Election campaign: milking cow to farming

Published On: December 3, 2017 03:46 PM NPT


KATHMANDU, Dec 3: The election campaign was a proof to show the extent leaders went to lure voters. From milking a cow to bowing down on a woman’s feet, candidates applied everything at their disposal. 

A CPN-UML candidate milked a cow wearing suit, another one from the Rashtriya Janta Party Nepal’s (RJPN) reached to a woman’s feet and went to farms to meet voters; pictures that have become viral in the social media. Other candidates went to cut paddy, lift mustard and plough fields with voters.  

These are only representatives of the many candidates who competed in the first phase polls of Nov 26. For the second phase, candidates are using new ideas; daily door-to-door campaigns, morning walks and sharing  videos on social media.  

Bibeksheel Sajha Party leads the social media usage to campaign for its election. The party has developed videos with voter’s excerpts and is sharing them on social media for wider reach and influence.  

Social media is one of the effective ways to interact with voters on a daily basis with minimal expenses, Surya Raj Acharya, spokesperson and candidate from Constituency-2, Kathmandu for Bibeksheel Sajha Party said.

“Youths are larely into social media so we rely in it as our primary election tool,” he said adding that the platform also served to connect youths that are away from the country. 
Through increasing social media usage, when party candidates go door-to-door to seek for votes, they are often replied by jubilant people who narrate how their children from Australia and elsewhere had asked to vote the ‘Taraju’.  

Kishor Nepal, a senior journalist opined that the party’s use of social media was heavy because “individually, candidates have come from the social media generation.”

Other political parties followed suit-making Facebook pages, sharing photographs, video and texts. They also have paid social media sites for sponsored advertisements to ensure that their messages reach an even wider audience.  


With the emergence of social media, election campaigns have changed drastically.Earlier, political parties would stick posters and paint concrete walls. Now, they flood digital walls of social media.  

The Maoist (center) is also increasing its digital presence, Surendra Basnet, publicity committee member of the party said adding that the party was also relying on other media; advertisements on radio, television and online news portals.  

“However, in the previous election, we used wall painting and wall posters,” Basnet said.
In the past, candidates reached voters through speeches and mass gatherings. However, this time, they are reaching through social media. Apart from the Left Alliance, no other party has come up with mass election program in the country’s capital or elsewhere.  

Nepali Congress uses a combination of social media and radio networks to campaign for the elections. “We rely on social media and online news portals to reach urban voters, radio to reach in remote areas,” Ajaya Babu Siwakoti, the party’s publicity member said.  

(Report by Bipin Shreesh for Radio Nagarik program “Election Watch”.)

## Excerpted data:

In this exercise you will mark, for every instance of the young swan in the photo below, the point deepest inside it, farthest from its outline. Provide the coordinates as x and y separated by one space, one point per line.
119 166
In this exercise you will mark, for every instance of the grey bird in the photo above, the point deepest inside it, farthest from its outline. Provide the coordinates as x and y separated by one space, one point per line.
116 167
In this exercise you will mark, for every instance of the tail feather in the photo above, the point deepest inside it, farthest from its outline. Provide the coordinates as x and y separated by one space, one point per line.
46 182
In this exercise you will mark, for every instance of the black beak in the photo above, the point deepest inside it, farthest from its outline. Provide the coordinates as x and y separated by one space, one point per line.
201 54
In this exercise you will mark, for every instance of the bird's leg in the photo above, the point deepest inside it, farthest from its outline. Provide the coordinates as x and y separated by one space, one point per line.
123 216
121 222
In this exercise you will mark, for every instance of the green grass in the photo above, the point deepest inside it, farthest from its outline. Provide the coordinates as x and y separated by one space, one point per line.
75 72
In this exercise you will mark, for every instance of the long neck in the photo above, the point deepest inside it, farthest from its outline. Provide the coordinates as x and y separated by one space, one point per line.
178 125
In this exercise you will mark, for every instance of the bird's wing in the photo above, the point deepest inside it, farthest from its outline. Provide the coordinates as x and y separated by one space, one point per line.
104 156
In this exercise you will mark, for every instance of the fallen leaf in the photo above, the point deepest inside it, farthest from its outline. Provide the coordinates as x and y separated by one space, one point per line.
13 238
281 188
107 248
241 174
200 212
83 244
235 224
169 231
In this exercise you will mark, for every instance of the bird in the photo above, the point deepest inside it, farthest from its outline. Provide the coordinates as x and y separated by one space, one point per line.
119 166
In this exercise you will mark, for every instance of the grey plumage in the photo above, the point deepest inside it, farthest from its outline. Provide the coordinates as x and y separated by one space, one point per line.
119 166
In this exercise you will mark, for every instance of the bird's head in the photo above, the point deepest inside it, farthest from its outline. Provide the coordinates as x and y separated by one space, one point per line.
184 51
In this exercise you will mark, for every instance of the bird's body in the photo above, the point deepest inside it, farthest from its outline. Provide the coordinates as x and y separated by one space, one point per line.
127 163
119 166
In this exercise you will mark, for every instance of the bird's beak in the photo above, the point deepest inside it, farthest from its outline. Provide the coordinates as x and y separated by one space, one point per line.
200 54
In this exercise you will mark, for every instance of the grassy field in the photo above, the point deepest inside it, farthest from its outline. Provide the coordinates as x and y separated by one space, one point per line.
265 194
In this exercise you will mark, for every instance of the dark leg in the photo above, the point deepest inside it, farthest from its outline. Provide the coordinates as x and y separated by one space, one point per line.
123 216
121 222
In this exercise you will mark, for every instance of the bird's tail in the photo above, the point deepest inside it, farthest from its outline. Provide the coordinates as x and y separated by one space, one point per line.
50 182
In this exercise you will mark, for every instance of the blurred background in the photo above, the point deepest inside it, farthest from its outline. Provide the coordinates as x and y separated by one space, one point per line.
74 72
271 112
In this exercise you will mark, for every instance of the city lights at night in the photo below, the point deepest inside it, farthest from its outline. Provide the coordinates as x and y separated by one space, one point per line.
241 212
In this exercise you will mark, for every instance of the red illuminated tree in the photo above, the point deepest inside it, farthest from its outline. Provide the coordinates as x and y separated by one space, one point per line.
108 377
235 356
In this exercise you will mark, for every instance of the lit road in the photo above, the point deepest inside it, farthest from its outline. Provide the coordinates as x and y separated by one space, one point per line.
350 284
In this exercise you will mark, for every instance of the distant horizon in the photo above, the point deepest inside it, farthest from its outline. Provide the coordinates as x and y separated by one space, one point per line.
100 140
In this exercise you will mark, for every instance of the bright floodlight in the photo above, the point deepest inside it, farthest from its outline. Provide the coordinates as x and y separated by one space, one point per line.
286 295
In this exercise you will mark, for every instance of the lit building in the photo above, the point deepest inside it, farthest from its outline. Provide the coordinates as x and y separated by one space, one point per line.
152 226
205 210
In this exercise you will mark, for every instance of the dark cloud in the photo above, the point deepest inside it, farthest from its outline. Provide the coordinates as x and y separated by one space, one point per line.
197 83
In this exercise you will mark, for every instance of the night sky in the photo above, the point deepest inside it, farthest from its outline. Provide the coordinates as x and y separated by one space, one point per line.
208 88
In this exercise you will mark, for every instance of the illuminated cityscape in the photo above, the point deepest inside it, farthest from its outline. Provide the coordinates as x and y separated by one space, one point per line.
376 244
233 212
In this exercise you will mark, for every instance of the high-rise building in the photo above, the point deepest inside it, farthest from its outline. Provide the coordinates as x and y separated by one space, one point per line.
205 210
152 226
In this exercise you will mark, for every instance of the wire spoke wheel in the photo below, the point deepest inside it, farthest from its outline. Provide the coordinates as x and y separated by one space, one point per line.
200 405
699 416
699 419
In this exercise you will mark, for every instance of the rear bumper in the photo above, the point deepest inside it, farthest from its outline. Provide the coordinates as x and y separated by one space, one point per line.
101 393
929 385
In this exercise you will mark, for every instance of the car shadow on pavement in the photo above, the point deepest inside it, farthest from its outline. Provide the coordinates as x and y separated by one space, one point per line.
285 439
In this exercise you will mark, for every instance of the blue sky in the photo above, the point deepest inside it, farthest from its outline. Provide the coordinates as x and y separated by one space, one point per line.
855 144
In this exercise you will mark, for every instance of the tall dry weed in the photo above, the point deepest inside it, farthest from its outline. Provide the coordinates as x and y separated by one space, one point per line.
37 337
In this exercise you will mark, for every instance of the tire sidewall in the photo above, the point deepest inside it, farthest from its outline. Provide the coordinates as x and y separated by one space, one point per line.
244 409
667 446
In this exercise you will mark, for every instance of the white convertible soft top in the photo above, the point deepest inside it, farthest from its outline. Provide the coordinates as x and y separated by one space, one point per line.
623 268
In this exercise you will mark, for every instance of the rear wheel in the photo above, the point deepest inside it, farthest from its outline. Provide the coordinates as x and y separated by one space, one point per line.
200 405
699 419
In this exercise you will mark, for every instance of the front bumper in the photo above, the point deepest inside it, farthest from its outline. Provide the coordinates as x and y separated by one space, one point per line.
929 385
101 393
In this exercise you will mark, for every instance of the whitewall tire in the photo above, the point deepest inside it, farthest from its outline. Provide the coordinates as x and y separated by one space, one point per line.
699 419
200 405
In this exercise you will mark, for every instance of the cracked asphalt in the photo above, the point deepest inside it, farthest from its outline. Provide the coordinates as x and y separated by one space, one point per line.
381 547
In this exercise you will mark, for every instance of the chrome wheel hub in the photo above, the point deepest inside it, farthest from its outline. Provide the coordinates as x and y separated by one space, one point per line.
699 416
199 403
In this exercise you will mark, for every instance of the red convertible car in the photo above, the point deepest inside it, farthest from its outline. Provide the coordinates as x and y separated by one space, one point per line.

## What this task involves:
Please copy the part of the election campaign article that starts at the words "In the past, candidates" and stops after the words "capital or elsewhere.".

## Task result:
In the past, candidates reached voters through speeches and mass gatherings. However, this time, they are reaching through social media. Apart from the Left Alliance, no other party has come up with mass election program in the country’s capital or elsewhere.